## YOUR TASKS
a: Using the passage below on monitoring the Macun ponds, decide whether each statement agrees with it. Answer yes or no and quote the deciding words. (i) Handnet sweeping time should be doubled from 30 to 60 s. (ii) The Odonata are well represented in Macun. (iii) The Chironomidae account for more than half of the taxonomic richness of the lentic macroinvertebrates of the Macun cirque.
b: Extend the passage below on monitoring the Macun ponds, picking up after its final sentence.

***** EXTRACTED TEXT *****

Information collected during the sampling of the 25 Macun ponds gave some useful practical recommendations for the long-term monitoring of the area (Hinden et al., 2005; Stoll, 2005). As proposed by these authors, the PLOCH sampling methodology (Oertli et al., 2005a) must be adapted for this particular species-poor environment. First, the proposed sampling must be more intense for each pond, with a longer duration for each individual sample (double time of sweeping with handnet, from 30 to 60 s). Second, sorting of the macroinvertebrates must separate all taxonomic groups (not only Gastropoda and Coleoptera). In particular Oligochaeta and Chironomidae, often neglected, are species-rich if compared with other invertebrate groups. At 26 species, the Chironomidae represent more than half of the taxonomic richness of the lentic macroinvertebrates of the Macun cirque. During monitoring and in particular the data analyses, particular attention should be given to the cold stenothermal species, for example Dytiscidae Hydroporus foveolatus and H. nivalis, Chironomidae Micropsectra notescens and Pseudosmittia oxoniana and Trichoptera Acrophylax zerberus. The dynamics of the populations of such species can potentially give fingerprints of global change. Other particular attention should be given to flagship species or groups. The Odonata, often included in monitoring of lowland waterbodies, are missing in Macun. Even with rapid global warming, this group will stay species-poor for many more years, as relatively a few species comprise the alpine species pool (Maibach & Meier, 1987). As such, Coleoptera could constitute an alternative flagship group for alpine ponds. This group is well diversified in Macun, has a relatively well-known species distribution in Switzerland and is of some general interest to people.

***** RECORD EXCERPTS *****

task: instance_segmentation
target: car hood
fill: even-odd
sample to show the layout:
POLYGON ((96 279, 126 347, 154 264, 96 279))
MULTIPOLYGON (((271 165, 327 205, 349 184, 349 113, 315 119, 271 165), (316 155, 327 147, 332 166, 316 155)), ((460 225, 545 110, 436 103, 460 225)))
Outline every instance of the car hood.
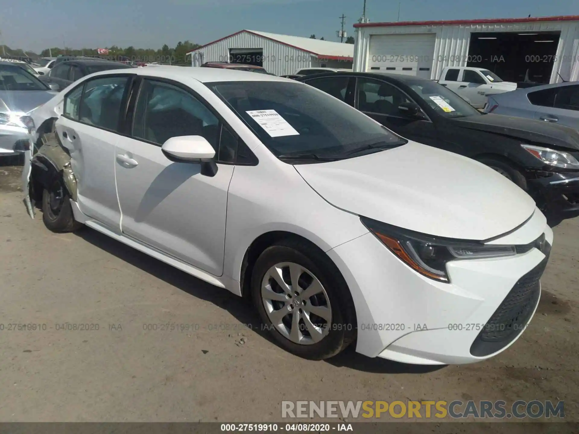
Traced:
POLYGON ((510 136, 527 142, 579 149, 579 131, 563 125, 536 119, 494 115, 456 117, 451 119, 456 126, 510 136))
POLYGON ((492 83, 490 84, 490 89, 494 90, 514 90, 516 89, 516 83, 512 82, 501 82, 500 83, 492 83))
POLYGON ((294 167, 335 207, 438 237, 486 240, 524 223, 536 208, 526 193, 492 169, 415 142, 294 167))
POLYGON ((47 90, 0 90, 0 109, 28 113, 53 96, 47 90))

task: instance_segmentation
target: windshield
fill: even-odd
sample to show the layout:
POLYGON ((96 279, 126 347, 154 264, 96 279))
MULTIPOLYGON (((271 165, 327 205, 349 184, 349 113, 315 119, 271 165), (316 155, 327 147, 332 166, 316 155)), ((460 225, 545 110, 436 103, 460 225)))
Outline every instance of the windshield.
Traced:
POLYGON ((101 71, 109 71, 109 69, 120 69, 123 68, 132 68, 133 67, 129 65, 125 65, 124 63, 119 63, 118 64, 111 65, 111 64, 108 64, 106 65, 89 65, 86 67, 87 75, 91 74, 93 72, 100 72, 101 71))
POLYGON ((38 72, 34 71, 34 68, 32 68, 30 65, 28 65, 27 63, 23 62, 22 63, 17 63, 16 64, 20 68, 21 68, 23 69, 25 71, 27 72, 28 72, 32 74, 32 75, 36 75, 38 74, 38 72))
POLYGON ((503 79, 494 72, 491 72, 488 69, 483 69, 479 72, 486 77, 491 83, 500 83, 503 79))
POLYGON ((407 141, 314 87, 276 81, 208 83, 276 156, 335 159, 357 149, 376 152, 407 141), (372 150, 372 149, 373 150, 372 150))
POLYGON ((38 59, 34 63, 39 67, 45 67, 48 65, 49 62, 50 61, 51 59, 38 59))
POLYGON ((435 82, 408 80, 406 83, 438 115, 452 119, 481 113, 450 89, 435 82))
POLYGON ((24 68, 0 65, 0 90, 47 90, 48 87, 24 68))

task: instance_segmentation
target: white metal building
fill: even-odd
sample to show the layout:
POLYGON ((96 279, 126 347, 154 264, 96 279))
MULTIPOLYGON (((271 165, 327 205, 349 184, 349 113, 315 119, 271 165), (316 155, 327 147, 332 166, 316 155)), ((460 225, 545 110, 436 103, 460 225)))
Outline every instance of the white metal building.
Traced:
POLYGON ((505 81, 579 79, 579 16, 354 25, 354 71, 438 79, 445 67, 485 68, 505 81))
POLYGON ((206 62, 258 65, 276 75, 303 68, 351 68, 353 44, 241 30, 187 53, 192 66, 206 62))

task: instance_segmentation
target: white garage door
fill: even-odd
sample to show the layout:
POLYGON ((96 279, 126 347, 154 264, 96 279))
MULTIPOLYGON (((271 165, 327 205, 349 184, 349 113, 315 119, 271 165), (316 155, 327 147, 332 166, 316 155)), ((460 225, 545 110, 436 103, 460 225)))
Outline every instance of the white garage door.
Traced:
POLYGON ((372 35, 367 71, 430 79, 436 35, 372 35))

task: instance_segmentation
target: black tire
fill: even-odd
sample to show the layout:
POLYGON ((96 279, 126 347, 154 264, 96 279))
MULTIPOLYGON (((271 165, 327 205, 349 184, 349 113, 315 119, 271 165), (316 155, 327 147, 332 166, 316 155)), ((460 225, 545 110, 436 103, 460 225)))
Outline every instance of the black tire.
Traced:
POLYGON ((525 191, 527 190, 527 179, 511 163, 499 158, 485 157, 478 160, 490 168, 496 170, 505 178, 514 182, 525 191))
POLYGON ((72 232, 82 226, 74 219, 70 197, 60 179, 42 192, 42 221, 53 232, 72 232))
POLYGON ((345 281, 325 253, 304 241, 284 240, 261 253, 252 273, 251 295, 263 325, 273 339, 296 355, 312 360, 327 359, 344 350, 356 339, 354 303, 345 281), (328 334, 318 342, 308 345, 292 342, 273 325, 266 312, 261 295, 262 281, 272 267, 283 262, 292 262, 306 269, 320 281, 327 294, 332 319, 328 325, 328 334))

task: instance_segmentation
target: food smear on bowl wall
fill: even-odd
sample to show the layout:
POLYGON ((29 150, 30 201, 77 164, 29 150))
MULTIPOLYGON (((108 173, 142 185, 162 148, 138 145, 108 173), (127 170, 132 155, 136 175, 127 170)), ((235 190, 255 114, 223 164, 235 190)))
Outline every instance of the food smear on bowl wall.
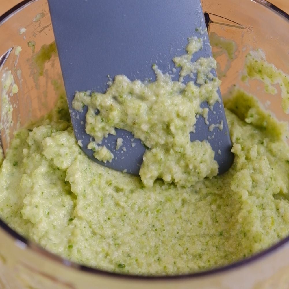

*****

## RESPONSES BY TASK
a:
(i) Yes: "double time of sweeping with handnet, from 30 to 60 s"
(ii) No: "The Odonata, often included in monitoring of lowland waterbodies, are missing in Macun."
(iii) Yes: "At 26 species, the Chironomidae represent more than half of the taxonomic richness of the lentic macroinvertebrates of the Macun cirque."

b:
Expected temporal changes of the species assemblages in the Macun ponds

As the ponds from Macun have low species richness, and as chance events are possibly the most influential structuring factor, each pond is the subject of colonization events that will be frequently successful. Many populations of lentic taxa from Macun vary in time and space in terms of size, and may be subject to local extinction. Therefore, they should be considered as metapopulations (see Bohonak & Jenkins, 2003) in this connected network of ponds. This would mean that species turnover is high in each Macun pond, and is consistent with Jeffries (2005) who suggests that considerable invertebrate dynamics occur in space and time, a phenomenon not adequately addressed by extensive single-year surveys.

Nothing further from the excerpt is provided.